--- Required work ---
(A) Answer these questions about the news report on EU COVID-19 travel certificates:
(i) What validity limit did the Commission propose in November, and from what point is it counted?
(ii) What limit did France set?
(iii) On what date did the Commission propose the rule should start?
(B) Continue the news report on EU COVID-19 travel certificates from the point where it stops.

European Union countries are expected to agree to limit to nine months the duration of COVID-19 certificates for travel, two EU sources told Reuters, as talks continue about restrictions for inbound travellers from outside the bloc.

The EU executive commission proposed in November a nine-month validity limit for COVID-19 passes from the completion of the primary vaccine doses. If applied, EU citizens wanting to travel freely next summer across the bloc would need a booster shot.

One EU official and one EU diplomat said EU governments were expected to reach a consensus on the nine-month limit as early as Friday after a preliminary agreement on Thursday, although one said talks could stretch into next week.

A third diplomat said there was general support for the nine-month limit, but some countries with lower vaccination rates were concerned about the impact this could have on travel.

EU governments have repeatedly said a common approach is needed to avoid further disruption for the travel industry. However, they have introduced diverging rules.

France set a seven-month limit on the day the Commission proposed it should be nine months. The French rule is to apply from Jan. 15, whereas the Commission has proposed a Jan. 10 start.

A spokesman for the French embassy at the EU had no immediate comment on the issue.

--- Record set ---
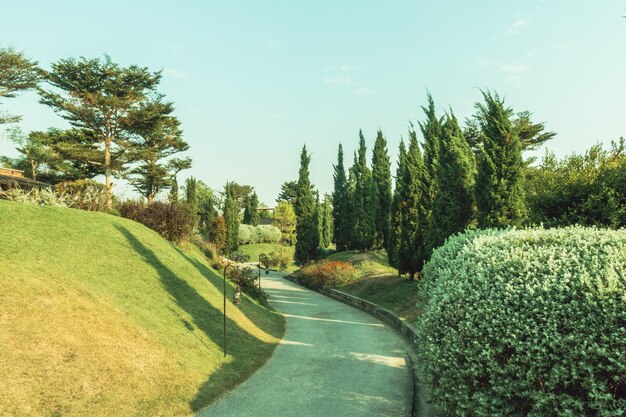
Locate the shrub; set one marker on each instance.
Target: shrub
(37, 196)
(529, 322)
(173, 221)
(327, 273)
(84, 194)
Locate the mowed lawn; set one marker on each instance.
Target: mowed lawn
(100, 316)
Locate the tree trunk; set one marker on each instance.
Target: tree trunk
(107, 172)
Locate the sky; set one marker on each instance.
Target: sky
(252, 81)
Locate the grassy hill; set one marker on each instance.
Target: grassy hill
(379, 283)
(100, 316)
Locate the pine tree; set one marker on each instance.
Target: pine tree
(365, 202)
(453, 206)
(307, 235)
(381, 173)
(408, 248)
(231, 218)
(500, 178)
(341, 231)
(395, 230)
(250, 213)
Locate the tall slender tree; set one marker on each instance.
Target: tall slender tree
(341, 232)
(250, 213)
(231, 217)
(408, 261)
(365, 202)
(453, 206)
(307, 235)
(381, 173)
(395, 231)
(102, 98)
(500, 178)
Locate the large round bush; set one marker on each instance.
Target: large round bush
(527, 323)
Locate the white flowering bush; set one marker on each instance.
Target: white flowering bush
(526, 323)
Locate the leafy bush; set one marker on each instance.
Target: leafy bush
(327, 273)
(173, 221)
(84, 194)
(37, 196)
(526, 323)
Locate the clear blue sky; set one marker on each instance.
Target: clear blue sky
(253, 81)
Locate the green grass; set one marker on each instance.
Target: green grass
(255, 249)
(379, 283)
(101, 316)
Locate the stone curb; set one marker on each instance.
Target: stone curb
(420, 405)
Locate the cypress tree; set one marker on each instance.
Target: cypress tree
(365, 202)
(431, 130)
(307, 235)
(408, 248)
(381, 173)
(341, 231)
(453, 206)
(231, 217)
(250, 213)
(393, 244)
(499, 182)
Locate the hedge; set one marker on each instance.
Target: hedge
(526, 323)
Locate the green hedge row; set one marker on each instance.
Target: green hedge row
(526, 323)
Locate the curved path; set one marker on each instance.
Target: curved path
(334, 361)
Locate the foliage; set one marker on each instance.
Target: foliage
(408, 254)
(174, 221)
(307, 234)
(35, 196)
(325, 273)
(106, 103)
(453, 205)
(341, 230)
(395, 232)
(381, 174)
(285, 220)
(527, 322)
(83, 194)
(231, 218)
(17, 73)
(587, 189)
(500, 178)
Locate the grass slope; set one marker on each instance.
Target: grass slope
(100, 316)
(379, 283)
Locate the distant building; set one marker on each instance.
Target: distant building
(11, 178)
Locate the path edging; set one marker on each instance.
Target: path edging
(420, 405)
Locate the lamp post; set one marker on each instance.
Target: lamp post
(235, 272)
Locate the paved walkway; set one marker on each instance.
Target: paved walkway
(335, 361)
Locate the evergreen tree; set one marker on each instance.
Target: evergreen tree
(250, 213)
(17, 73)
(393, 246)
(327, 222)
(104, 100)
(381, 173)
(231, 218)
(500, 178)
(365, 201)
(431, 130)
(453, 206)
(173, 197)
(408, 261)
(341, 231)
(307, 235)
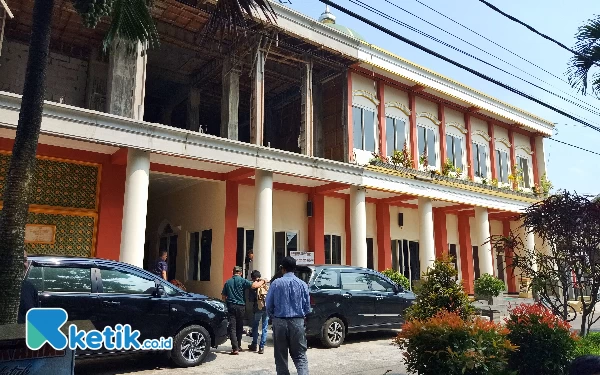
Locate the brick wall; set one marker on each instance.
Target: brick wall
(66, 76)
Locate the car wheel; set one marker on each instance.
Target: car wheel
(191, 345)
(333, 333)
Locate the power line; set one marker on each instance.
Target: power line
(455, 63)
(384, 15)
(484, 51)
(537, 32)
(491, 41)
(580, 148)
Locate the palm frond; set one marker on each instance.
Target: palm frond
(580, 66)
(131, 22)
(232, 13)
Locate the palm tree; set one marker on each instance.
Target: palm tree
(131, 22)
(588, 58)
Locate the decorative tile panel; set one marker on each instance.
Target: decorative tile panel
(59, 183)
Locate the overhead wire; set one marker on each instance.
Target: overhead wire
(414, 29)
(457, 64)
(491, 54)
(531, 28)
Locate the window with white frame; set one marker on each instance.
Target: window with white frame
(454, 150)
(479, 154)
(333, 249)
(523, 164)
(427, 140)
(363, 127)
(502, 166)
(395, 132)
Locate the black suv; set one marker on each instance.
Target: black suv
(348, 299)
(110, 293)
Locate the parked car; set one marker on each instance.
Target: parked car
(348, 299)
(110, 293)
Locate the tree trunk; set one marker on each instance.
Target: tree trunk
(22, 165)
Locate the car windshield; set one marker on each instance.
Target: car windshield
(303, 274)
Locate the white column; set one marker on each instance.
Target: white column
(263, 223)
(358, 226)
(482, 230)
(530, 243)
(426, 241)
(135, 207)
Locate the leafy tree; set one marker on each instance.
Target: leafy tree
(440, 290)
(569, 227)
(131, 23)
(588, 61)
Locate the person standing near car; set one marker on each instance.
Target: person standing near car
(288, 301)
(258, 298)
(161, 266)
(234, 295)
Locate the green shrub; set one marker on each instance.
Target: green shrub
(545, 343)
(590, 344)
(446, 344)
(488, 286)
(440, 291)
(397, 277)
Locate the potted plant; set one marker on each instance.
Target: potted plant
(487, 287)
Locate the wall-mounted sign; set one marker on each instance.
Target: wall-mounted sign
(40, 234)
(303, 257)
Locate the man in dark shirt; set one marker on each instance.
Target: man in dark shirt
(160, 267)
(29, 295)
(234, 294)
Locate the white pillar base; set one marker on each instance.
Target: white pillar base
(135, 207)
(482, 225)
(358, 226)
(426, 240)
(263, 223)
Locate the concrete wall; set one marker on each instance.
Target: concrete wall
(196, 208)
(66, 76)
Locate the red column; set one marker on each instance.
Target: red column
(381, 114)
(349, 125)
(492, 150)
(384, 240)
(534, 166)
(442, 118)
(231, 216)
(348, 233)
(510, 274)
(469, 147)
(414, 149)
(466, 252)
(316, 228)
(440, 232)
(110, 211)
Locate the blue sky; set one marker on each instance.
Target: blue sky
(568, 168)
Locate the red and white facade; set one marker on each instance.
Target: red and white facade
(208, 199)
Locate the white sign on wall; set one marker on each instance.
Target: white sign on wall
(303, 257)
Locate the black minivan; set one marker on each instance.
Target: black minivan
(110, 293)
(347, 299)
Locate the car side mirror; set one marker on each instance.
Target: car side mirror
(159, 289)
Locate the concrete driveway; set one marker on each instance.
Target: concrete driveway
(368, 353)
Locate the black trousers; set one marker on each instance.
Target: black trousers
(236, 324)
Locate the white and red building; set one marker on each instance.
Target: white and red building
(263, 141)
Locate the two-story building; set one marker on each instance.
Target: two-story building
(295, 136)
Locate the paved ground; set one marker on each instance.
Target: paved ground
(369, 354)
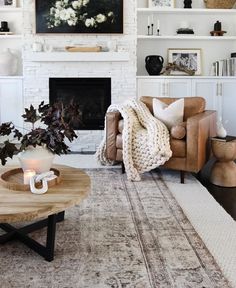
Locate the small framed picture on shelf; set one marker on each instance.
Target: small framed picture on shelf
(7, 3)
(190, 59)
(161, 3)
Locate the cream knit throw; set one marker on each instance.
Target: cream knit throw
(145, 140)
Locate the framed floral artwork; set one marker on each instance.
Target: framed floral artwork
(186, 58)
(8, 3)
(161, 3)
(79, 16)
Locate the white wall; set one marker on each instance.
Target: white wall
(123, 74)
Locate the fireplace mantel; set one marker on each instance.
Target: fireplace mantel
(76, 56)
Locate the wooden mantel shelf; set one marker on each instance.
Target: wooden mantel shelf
(76, 57)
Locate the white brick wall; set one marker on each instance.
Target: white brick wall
(123, 74)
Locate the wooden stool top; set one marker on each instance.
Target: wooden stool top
(24, 206)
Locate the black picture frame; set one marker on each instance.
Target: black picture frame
(79, 16)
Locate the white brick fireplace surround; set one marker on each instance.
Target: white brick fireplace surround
(37, 72)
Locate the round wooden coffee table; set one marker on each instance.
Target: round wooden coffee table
(224, 169)
(17, 206)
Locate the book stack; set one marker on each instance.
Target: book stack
(226, 67)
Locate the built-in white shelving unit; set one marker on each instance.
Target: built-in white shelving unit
(199, 18)
(14, 17)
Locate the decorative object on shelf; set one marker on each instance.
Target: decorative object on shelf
(86, 16)
(154, 64)
(225, 67)
(186, 58)
(83, 49)
(219, 4)
(217, 30)
(220, 130)
(8, 3)
(37, 47)
(161, 3)
(4, 27)
(57, 121)
(188, 4)
(158, 28)
(111, 45)
(8, 63)
(173, 67)
(184, 28)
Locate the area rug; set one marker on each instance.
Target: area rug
(125, 235)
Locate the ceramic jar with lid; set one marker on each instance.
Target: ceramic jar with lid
(8, 63)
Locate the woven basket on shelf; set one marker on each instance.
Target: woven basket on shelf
(219, 4)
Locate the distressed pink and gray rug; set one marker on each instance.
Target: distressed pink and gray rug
(125, 235)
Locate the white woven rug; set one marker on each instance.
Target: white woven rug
(216, 228)
(212, 223)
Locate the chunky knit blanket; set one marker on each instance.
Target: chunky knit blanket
(145, 140)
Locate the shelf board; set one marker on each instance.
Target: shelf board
(13, 36)
(77, 56)
(190, 37)
(184, 77)
(187, 11)
(9, 9)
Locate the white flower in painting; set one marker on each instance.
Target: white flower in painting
(58, 4)
(72, 22)
(57, 23)
(90, 22)
(67, 14)
(85, 2)
(77, 4)
(100, 18)
(52, 10)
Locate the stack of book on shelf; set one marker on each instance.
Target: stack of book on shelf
(226, 67)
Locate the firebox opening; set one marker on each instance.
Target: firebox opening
(93, 95)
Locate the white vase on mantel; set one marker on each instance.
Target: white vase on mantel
(220, 130)
(37, 158)
(8, 63)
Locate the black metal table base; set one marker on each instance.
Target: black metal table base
(21, 234)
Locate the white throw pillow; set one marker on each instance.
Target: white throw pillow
(170, 115)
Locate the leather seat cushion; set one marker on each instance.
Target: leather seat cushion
(178, 131)
(192, 105)
(178, 147)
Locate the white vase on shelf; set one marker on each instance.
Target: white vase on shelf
(220, 130)
(8, 63)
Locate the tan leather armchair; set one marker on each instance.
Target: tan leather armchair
(190, 153)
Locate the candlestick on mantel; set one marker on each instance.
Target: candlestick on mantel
(158, 27)
(27, 176)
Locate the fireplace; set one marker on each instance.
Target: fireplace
(92, 94)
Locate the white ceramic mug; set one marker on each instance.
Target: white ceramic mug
(37, 47)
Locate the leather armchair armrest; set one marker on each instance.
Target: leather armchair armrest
(112, 121)
(200, 128)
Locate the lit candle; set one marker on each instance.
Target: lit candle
(27, 175)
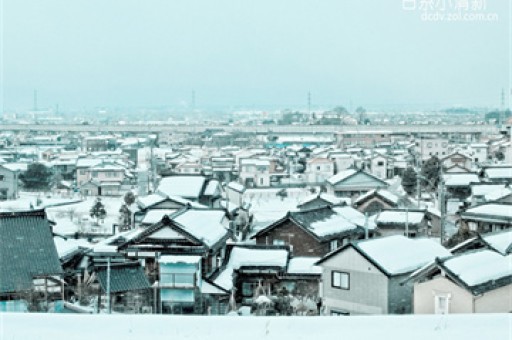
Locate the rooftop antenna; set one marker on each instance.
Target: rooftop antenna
(502, 109)
(309, 103)
(35, 100)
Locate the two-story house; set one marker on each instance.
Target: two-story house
(366, 277)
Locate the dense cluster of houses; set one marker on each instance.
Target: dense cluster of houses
(299, 225)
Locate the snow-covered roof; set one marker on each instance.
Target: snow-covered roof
(505, 172)
(184, 186)
(155, 215)
(21, 326)
(393, 216)
(304, 265)
(213, 188)
(149, 200)
(326, 197)
(236, 186)
(460, 179)
(334, 224)
(386, 194)
(206, 225)
(340, 176)
(485, 189)
(16, 167)
(188, 259)
(399, 255)
(501, 241)
(480, 266)
(69, 246)
(240, 257)
(491, 209)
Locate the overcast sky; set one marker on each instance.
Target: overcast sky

--- Per-task outputs ---
(A)
(i) Nine months, counted from the completion of the primary vaccine doses.
(ii) Seven months.
(iii) Jan. 10.

(B)
In Cyprus, the certificate is to last seven months, whereas in Greece it would expire after six months for older people.

EU officials said both countries were willing to change to a common EU limit.

EU health experts are also set to discuss on Thursday the lifting of travel curbs on southern African countries and the introduction of the obligation of a negative PCR test for all incoming travellers from outside the bloc, even if vaccinated, a person familiar with the discussions told Reuters.

In line with many countries, EU members agreed late in November to impose travel curbs on seven southern African nations after they reported several cases of the Omicron variant, which is considered highly infectious.

Sources said that the PCR requirement was widely supported, whereas the timing for the lifting of curbs was not clear.

On Tuesday, EU health ministers were cautious about lifting travel curbs, but the situation is evolving rapidly as new data on Omicron emerges.